Source material
◇ ◇ ◇ ◇ ◇ ◇ ◇
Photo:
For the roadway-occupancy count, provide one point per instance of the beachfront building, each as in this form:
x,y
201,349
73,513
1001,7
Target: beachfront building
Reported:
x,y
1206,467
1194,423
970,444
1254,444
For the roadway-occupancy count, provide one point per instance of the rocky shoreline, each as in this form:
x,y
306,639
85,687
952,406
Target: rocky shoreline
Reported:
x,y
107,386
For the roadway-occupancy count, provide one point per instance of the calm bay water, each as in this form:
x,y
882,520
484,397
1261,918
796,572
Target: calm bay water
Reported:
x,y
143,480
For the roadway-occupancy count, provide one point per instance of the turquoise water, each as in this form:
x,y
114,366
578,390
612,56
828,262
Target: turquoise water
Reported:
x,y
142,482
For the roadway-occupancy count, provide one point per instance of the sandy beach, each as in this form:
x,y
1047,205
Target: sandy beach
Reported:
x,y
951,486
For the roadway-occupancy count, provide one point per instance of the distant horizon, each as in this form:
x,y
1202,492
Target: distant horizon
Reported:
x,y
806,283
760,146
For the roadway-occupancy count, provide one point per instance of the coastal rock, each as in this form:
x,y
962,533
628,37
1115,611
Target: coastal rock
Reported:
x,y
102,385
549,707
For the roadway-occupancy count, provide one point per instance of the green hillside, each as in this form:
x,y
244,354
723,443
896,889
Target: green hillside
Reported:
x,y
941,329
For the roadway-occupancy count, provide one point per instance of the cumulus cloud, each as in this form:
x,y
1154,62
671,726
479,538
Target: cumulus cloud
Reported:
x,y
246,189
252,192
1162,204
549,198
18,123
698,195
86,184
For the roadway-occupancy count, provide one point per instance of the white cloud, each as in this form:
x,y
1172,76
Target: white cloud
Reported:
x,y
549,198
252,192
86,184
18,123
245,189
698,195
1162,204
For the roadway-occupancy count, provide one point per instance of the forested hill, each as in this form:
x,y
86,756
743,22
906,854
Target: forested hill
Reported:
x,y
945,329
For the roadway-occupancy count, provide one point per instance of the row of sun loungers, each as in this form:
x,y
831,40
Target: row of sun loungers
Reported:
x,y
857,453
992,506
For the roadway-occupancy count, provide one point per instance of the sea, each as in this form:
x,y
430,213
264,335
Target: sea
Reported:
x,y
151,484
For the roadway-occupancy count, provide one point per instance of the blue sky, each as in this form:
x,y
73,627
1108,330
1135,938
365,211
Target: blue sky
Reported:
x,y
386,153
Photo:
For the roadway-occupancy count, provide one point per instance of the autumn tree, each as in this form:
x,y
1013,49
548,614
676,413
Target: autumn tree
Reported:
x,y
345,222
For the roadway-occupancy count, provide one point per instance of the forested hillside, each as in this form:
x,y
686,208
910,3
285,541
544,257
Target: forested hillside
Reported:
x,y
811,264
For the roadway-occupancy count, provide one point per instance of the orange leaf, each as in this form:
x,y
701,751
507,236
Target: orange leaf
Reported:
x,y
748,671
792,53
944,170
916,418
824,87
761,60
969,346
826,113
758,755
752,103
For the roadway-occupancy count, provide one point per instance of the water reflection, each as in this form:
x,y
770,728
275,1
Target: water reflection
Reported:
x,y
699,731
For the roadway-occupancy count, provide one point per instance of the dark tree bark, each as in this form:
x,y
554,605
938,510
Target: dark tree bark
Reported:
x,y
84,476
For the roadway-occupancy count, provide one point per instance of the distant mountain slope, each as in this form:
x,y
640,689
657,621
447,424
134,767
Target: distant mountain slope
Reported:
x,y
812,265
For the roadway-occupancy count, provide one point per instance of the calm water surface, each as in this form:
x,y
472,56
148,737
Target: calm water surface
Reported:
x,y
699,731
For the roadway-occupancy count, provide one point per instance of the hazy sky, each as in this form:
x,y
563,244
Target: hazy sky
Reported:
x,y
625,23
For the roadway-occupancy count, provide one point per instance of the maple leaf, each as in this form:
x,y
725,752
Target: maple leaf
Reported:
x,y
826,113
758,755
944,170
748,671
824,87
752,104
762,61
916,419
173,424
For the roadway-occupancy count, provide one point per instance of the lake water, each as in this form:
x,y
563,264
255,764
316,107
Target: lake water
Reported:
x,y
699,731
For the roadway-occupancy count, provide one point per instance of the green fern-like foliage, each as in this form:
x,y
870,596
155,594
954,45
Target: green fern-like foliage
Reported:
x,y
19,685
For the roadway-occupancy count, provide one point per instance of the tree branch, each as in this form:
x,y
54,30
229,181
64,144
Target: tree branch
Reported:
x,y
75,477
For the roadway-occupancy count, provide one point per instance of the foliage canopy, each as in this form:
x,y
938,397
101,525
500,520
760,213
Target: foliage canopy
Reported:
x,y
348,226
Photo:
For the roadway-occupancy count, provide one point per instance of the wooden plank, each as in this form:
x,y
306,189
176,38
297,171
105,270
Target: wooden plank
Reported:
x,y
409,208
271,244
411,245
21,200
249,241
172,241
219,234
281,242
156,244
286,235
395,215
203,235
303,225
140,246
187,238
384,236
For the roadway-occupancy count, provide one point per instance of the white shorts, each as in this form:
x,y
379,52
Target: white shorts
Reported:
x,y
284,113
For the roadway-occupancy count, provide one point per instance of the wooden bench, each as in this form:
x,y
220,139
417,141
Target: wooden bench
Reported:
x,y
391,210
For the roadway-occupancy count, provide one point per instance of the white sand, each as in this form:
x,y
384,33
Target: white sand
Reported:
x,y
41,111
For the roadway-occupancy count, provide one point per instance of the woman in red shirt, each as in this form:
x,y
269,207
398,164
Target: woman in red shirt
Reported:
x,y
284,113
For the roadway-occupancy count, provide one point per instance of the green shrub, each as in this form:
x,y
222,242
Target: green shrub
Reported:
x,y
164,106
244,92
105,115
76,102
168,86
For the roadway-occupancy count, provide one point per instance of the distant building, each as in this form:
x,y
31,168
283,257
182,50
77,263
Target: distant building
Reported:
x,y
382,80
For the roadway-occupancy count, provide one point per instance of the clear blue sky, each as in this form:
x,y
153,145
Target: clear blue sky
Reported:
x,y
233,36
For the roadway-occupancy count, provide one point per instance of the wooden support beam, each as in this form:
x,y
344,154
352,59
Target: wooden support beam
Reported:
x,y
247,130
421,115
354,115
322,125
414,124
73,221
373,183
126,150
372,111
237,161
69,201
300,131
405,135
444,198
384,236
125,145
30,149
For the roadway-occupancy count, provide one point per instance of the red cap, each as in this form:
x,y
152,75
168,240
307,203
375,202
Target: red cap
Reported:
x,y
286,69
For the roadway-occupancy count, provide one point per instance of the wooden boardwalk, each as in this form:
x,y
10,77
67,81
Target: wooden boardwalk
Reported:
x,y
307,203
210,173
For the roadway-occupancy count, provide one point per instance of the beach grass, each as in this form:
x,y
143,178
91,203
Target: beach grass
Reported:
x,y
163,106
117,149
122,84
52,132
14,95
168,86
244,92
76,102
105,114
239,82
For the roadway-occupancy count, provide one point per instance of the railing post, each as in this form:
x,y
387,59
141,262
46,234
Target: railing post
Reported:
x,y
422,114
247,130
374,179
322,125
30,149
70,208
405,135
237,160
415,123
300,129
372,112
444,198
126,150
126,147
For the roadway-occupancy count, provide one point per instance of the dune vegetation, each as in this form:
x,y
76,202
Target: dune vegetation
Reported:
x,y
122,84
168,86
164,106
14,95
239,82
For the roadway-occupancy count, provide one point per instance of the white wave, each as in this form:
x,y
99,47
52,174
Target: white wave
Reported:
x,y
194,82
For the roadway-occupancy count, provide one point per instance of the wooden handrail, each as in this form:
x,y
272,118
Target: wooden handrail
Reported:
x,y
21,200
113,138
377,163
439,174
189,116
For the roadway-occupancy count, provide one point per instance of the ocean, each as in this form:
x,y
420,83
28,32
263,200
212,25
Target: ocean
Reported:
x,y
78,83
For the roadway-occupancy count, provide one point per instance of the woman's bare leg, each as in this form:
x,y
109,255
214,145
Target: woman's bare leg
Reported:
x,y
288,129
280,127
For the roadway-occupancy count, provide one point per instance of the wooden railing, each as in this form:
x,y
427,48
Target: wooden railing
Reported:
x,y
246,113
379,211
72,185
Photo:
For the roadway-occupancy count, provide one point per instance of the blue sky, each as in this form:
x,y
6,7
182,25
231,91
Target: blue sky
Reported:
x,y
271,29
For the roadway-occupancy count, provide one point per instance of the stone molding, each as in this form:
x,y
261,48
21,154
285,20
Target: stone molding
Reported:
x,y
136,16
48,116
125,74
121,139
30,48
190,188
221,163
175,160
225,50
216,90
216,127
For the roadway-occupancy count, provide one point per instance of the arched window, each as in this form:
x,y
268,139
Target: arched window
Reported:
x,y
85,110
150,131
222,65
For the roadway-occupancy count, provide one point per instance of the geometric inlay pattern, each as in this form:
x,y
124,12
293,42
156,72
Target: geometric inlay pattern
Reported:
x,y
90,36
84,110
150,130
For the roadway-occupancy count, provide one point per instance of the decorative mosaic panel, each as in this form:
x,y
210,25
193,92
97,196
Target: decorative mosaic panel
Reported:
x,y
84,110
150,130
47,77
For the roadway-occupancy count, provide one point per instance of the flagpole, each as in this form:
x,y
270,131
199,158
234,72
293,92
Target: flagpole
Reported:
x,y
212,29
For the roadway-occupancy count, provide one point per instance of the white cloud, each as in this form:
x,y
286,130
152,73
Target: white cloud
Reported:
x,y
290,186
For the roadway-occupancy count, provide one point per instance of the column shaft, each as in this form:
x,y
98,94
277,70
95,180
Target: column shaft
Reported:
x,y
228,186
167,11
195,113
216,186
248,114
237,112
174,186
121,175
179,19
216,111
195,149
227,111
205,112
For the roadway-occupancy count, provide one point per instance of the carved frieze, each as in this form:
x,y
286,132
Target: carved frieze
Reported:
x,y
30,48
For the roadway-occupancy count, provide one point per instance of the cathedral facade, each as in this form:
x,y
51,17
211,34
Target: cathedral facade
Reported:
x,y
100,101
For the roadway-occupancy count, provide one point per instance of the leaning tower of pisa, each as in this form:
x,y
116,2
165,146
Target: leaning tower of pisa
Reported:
◇ ◇ ◇ ◇ ◇ ◇ ◇
Assignment
Look through the entries above; find each line with the word "green" and copy it.

Written reply
For the roadway-occupancy count, provide one point per instance of the green hillside, each as in this form:
Target: green hillside
For the roadway-occupancy count, provide one point per instance of the green fern-like foliage, each as in this form:
Target: green fern-like foliage
For the roadway-occupancy count, provide one point per instance of the green shrub, each as in this form:
Target: green shrub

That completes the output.